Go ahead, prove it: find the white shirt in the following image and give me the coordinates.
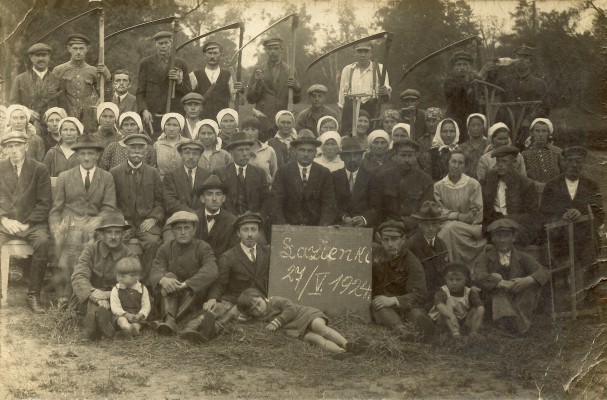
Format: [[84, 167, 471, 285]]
[[273, 131, 297, 148], [494, 180, 508, 215], [498, 251, 512, 266], [297, 163, 311, 181], [189, 68, 236, 96], [565, 178, 579, 200], [185, 119, 198, 138], [425, 236, 435, 248], [205, 209, 220, 231], [116, 93, 129, 103], [338, 62, 391, 108], [32, 68, 48, 80], [80, 165, 96, 185], [240, 243, 257, 262], [11, 159, 25, 177], [235, 164, 248, 178], [184, 166, 197, 187]]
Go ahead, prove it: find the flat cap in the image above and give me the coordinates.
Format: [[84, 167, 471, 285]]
[[234, 211, 264, 229], [96, 212, 131, 231], [262, 38, 282, 47], [196, 174, 227, 196], [176, 139, 204, 153], [491, 145, 519, 158], [181, 92, 204, 104], [1, 131, 28, 146], [451, 51, 473, 65], [66, 33, 90, 45], [306, 84, 328, 95], [563, 146, 588, 158], [123, 133, 150, 146], [28, 43, 52, 55], [338, 136, 365, 154], [486, 218, 520, 233], [202, 41, 222, 52], [291, 129, 321, 148], [514, 44, 535, 56], [166, 211, 199, 226], [153, 31, 173, 41], [354, 43, 373, 50], [399, 89, 420, 100], [378, 220, 406, 236], [393, 138, 420, 152]]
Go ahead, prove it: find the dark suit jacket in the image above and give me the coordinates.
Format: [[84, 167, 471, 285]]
[[10, 69, 61, 117], [136, 54, 191, 115], [112, 92, 137, 114], [213, 163, 270, 218], [0, 158, 52, 228], [163, 166, 212, 214], [271, 161, 336, 226], [405, 231, 449, 305], [194, 209, 239, 257], [481, 170, 538, 227], [540, 174, 604, 227], [208, 243, 270, 304], [331, 167, 376, 227]]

What to do: Please output every entry exactly as written, apart from the pictures.

Answer to the exercise:
Go ahead, prove it: find the white shirt in the following image and give me the coordinates.
Format: [[84, 167, 471, 285]]
[[273, 131, 297, 148], [494, 180, 508, 215], [498, 251, 512, 266], [297, 163, 311, 181], [189, 68, 236, 96], [565, 178, 579, 200], [185, 119, 198, 138], [425, 236, 435, 248], [205, 209, 220, 231], [116, 93, 129, 103], [338, 62, 391, 108], [32, 68, 48, 80], [80, 165, 96, 185], [240, 243, 257, 262], [11, 159, 25, 177], [235, 164, 248, 178], [184, 166, 197, 187]]
Go ahead, prove it: find the flat cap in the image above and give me the coordinates.
Format: [[84, 167, 471, 285]]
[[234, 211, 264, 229], [96, 212, 131, 231], [262, 38, 282, 47], [196, 174, 227, 196], [176, 139, 204, 153], [491, 145, 519, 158], [181, 92, 204, 104], [1, 131, 28, 146], [451, 51, 473, 65], [66, 33, 90, 45], [306, 84, 328, 95], [563, 146, 588, 158], [123, 133, 150, 146], [28, 43, 52, 55], [338, 136, 365, 154], [486, 218, 520, 233], [202, 41, 222, 52], [291, 129, 321, 148], [514, 44, 535, 56], [166, 211, 199, 226], [153, 31, 173, 41], [354, 43, 373, 50], [399, 89, 420, 100], [378, 220, 406, 236], [393, 138, 420, 152]]
Go ahead, prove it: find the dark suit jacket in the image above and give me the coordinates.
Format: [[84, 167, 471, 285]]
[[10, 69, 61, 117], [136, 54, 191, 115], [112, 92, 137, 114], [213, 163, 270, 218], [0, 158, 52, 228], [163, 166, 212, 214], [271, 161, 336, 226], [405, 231, 449, 305], [194, 209, 239, 257], [481, 170, 538, 227], [540, 174, 604, 227], [208, 243, 270, 304], [331, 167, 376, 227]]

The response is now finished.